** TASK INSTRUCTIONS **
Render the data below as a JSON list of strings, one string per line, omitting any blank lines.

** INFORMATION SHOWN **

=====

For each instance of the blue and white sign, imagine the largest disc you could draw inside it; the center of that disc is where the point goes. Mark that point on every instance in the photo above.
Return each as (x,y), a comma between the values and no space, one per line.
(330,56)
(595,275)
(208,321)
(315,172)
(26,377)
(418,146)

=====

** OUTPUT BELOW **
[
  "For each instance of the blue and white sign, imagine the largest disc you could draw inside it; the center of that disc is where the point goes. Mark that point on every instance in the photo above.",
  "Return each as (x,y), a comma between the values and no space, one per line.",
  "(330,56)",
  "(595,275)",
  "(208,321)",
  "(315,172)",
  "(26,377)",
  "(418,146)"
]